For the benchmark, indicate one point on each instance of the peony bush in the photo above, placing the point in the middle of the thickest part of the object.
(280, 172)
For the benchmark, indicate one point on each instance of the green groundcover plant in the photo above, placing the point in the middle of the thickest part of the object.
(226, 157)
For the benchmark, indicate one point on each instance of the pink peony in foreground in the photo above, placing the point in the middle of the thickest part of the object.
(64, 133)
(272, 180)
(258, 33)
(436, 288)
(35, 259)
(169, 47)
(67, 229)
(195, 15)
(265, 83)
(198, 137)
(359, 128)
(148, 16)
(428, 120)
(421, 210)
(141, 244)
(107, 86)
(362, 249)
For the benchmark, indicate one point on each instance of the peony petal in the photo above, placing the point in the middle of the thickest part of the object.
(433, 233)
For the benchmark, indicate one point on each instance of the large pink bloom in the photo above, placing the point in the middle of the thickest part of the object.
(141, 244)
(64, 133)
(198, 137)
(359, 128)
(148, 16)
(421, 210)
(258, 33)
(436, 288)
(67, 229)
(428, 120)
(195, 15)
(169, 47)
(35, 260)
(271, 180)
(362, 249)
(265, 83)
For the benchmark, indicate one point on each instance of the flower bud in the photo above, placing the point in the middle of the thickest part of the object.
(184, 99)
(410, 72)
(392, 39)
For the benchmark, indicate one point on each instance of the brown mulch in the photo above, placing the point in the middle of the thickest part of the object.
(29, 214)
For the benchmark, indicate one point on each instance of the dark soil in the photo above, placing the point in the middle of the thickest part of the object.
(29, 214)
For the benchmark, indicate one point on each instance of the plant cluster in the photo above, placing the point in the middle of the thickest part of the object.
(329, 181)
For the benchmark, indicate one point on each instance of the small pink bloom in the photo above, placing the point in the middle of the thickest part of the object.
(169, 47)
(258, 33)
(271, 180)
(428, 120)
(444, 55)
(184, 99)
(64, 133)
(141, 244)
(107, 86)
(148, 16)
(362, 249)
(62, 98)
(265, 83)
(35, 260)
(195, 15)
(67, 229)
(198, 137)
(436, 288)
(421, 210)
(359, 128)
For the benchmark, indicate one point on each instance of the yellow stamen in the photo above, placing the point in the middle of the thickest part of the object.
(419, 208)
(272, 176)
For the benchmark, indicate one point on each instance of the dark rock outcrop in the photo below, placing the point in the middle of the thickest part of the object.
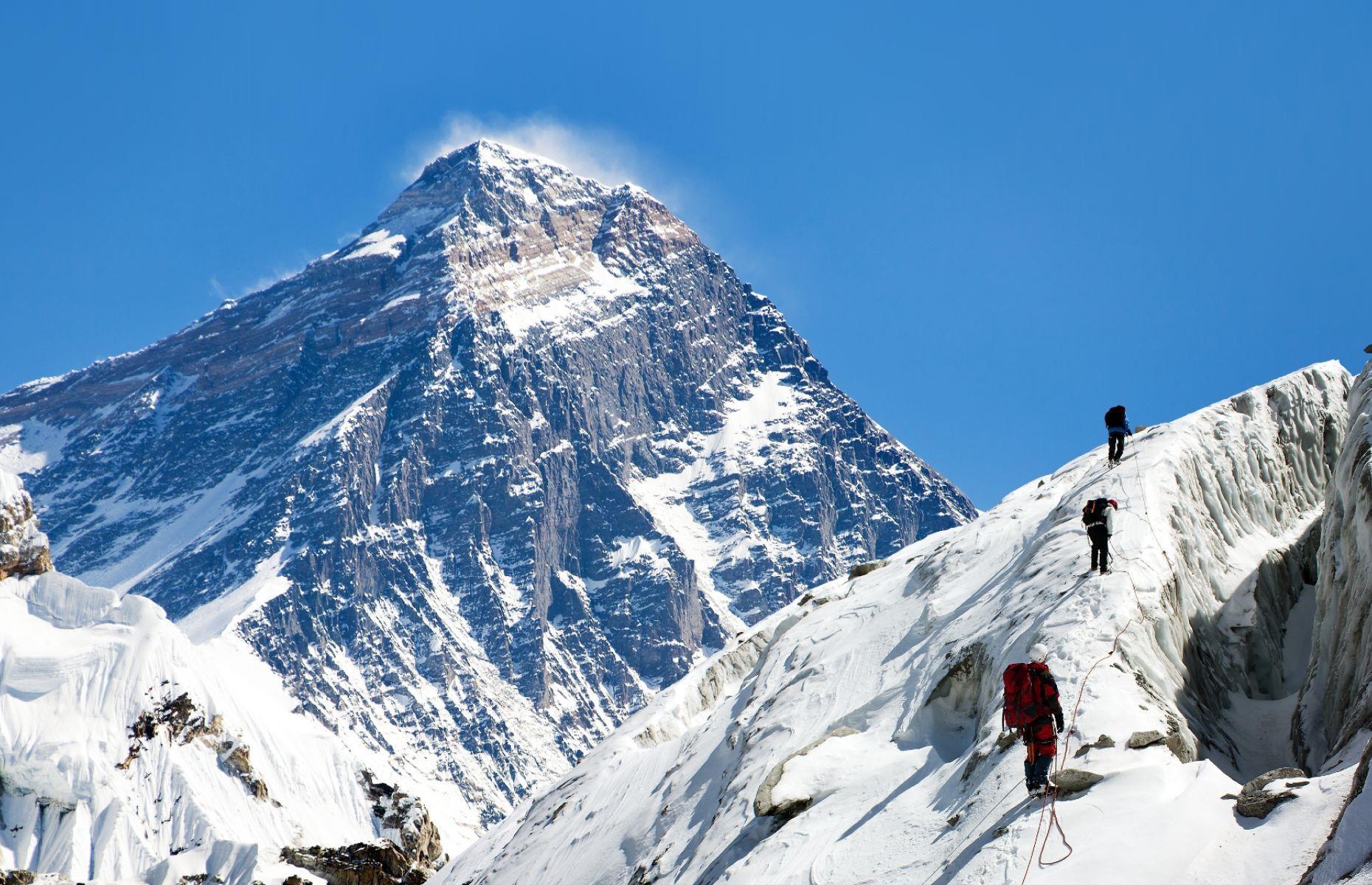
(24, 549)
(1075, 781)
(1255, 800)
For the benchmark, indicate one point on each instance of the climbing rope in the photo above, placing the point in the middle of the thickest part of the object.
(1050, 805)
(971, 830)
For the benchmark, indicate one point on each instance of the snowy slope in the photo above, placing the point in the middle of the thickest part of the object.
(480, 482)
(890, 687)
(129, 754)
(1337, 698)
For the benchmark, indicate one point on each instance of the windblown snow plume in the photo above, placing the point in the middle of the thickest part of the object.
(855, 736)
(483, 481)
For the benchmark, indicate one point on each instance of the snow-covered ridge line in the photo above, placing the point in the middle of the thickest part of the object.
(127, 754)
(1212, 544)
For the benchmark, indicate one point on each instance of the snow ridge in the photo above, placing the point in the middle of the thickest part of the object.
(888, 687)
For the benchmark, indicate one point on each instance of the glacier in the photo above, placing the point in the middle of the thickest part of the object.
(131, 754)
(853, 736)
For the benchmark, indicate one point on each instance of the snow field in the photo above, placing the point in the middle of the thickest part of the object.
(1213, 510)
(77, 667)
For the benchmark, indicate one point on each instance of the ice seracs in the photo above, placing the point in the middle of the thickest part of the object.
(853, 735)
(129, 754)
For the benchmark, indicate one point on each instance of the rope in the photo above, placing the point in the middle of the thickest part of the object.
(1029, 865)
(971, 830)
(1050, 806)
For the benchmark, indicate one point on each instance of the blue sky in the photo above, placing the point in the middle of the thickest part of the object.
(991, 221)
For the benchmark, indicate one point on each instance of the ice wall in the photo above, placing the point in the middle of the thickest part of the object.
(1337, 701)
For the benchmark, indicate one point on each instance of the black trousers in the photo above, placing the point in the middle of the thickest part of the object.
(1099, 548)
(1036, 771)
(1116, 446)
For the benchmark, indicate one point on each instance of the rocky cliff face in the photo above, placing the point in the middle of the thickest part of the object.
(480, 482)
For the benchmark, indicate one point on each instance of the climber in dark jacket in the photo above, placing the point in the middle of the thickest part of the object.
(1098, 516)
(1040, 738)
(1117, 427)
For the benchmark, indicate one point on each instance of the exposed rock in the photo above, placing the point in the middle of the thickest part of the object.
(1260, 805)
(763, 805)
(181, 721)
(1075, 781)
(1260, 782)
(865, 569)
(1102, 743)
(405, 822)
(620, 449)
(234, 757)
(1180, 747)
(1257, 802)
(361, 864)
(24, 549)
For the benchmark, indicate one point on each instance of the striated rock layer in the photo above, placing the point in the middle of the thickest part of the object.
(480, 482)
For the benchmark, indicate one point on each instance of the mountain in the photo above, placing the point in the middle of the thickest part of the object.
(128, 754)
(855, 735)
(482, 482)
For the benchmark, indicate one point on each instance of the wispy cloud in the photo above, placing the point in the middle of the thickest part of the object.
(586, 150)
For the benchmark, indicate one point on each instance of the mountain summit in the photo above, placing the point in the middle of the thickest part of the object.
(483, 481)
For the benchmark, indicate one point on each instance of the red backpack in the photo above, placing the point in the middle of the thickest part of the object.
---
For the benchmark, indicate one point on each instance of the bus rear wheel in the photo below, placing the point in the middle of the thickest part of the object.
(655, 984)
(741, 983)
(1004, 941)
==
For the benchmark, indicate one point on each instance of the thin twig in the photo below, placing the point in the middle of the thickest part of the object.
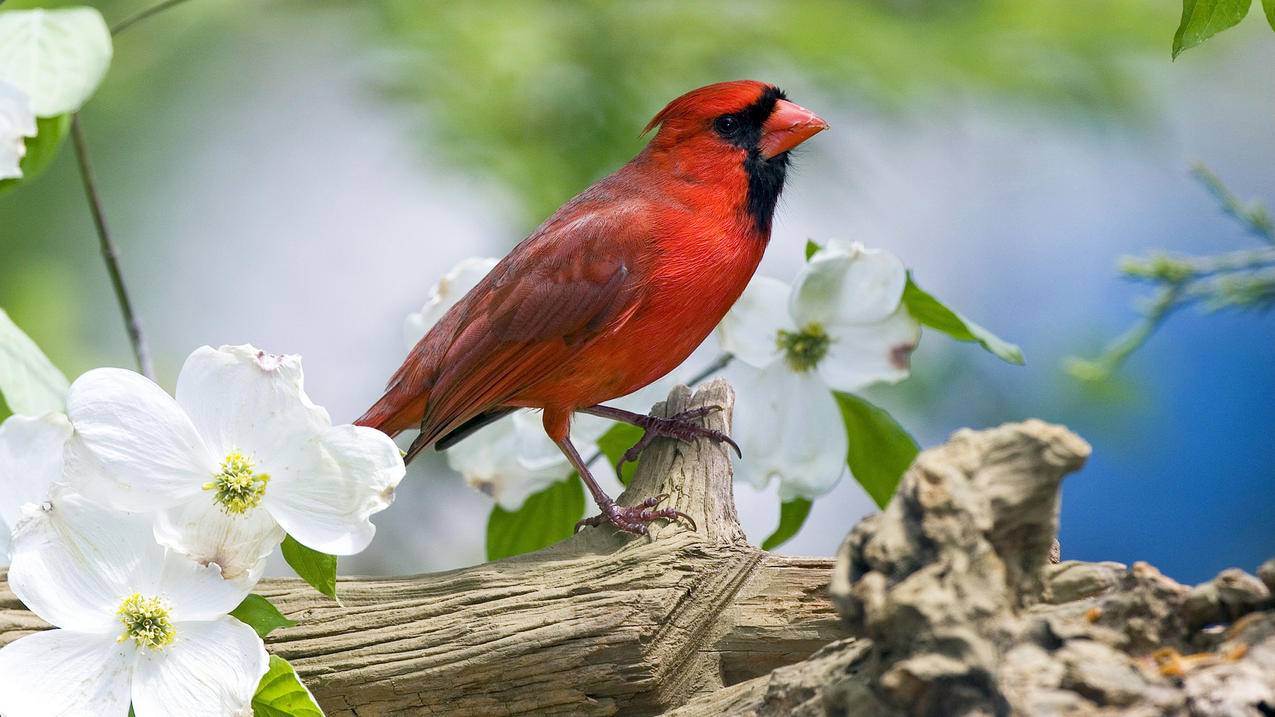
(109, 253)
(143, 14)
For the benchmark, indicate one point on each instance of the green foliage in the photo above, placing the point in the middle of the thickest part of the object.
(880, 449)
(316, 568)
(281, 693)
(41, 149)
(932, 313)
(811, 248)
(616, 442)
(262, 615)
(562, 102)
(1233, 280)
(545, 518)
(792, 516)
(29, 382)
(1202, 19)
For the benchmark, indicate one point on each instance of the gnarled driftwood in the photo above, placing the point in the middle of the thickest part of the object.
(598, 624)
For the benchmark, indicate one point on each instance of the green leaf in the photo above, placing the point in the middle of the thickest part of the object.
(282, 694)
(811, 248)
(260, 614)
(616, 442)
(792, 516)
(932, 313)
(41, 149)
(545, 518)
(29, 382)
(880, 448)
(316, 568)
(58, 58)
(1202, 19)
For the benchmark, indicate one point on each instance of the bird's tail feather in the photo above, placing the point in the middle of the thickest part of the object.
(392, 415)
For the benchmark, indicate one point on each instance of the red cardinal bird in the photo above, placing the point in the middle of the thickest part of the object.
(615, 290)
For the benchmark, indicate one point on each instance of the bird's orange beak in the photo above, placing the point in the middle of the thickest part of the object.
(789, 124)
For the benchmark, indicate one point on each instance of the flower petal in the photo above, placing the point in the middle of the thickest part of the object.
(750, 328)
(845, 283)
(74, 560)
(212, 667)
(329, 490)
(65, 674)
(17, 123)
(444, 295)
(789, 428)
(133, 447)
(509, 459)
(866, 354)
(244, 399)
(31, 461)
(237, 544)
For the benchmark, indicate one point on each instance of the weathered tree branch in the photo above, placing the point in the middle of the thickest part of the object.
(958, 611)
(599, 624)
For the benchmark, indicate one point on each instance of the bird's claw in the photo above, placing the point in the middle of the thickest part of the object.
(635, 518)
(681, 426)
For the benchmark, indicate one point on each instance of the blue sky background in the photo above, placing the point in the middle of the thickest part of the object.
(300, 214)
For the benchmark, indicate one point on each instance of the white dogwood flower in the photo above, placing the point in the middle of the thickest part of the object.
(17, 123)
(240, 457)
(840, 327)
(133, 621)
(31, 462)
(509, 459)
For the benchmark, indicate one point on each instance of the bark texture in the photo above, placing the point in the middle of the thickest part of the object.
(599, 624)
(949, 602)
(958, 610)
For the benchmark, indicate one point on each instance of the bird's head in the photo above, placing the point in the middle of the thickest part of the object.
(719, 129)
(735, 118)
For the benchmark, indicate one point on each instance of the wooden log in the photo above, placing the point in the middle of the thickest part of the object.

§ TASK TO COMPLETE: Copy the lines of the listing above verbatim, from the line containing "of the rope" through the line containing "(1116, 446)", inclusive.

§ RESULT OF THIS TASK:
For the benchmark, indicate one point on each instance of the rope in the photo above, placing the point in the middle of the thickest part of the object.
(1029, 865)
(971, 830)
(1050, 806)
For the benchmark, indicate one point on each instance of the blue sky in the photo above, placing the point in the middle of the thickest part of the object.
(991, 221)
For the benchmark, indicate one point on each instance of the ice wall in the photo above, placing the point in the middle of the thickest part of the object.
(1337, 701)
For the benchmark, indicate one point on each instance of the black trousers in the photo above, placing the point in the middle of the thickest part of the object.
(1099, 548)
(1036, 771)
(1116, 446)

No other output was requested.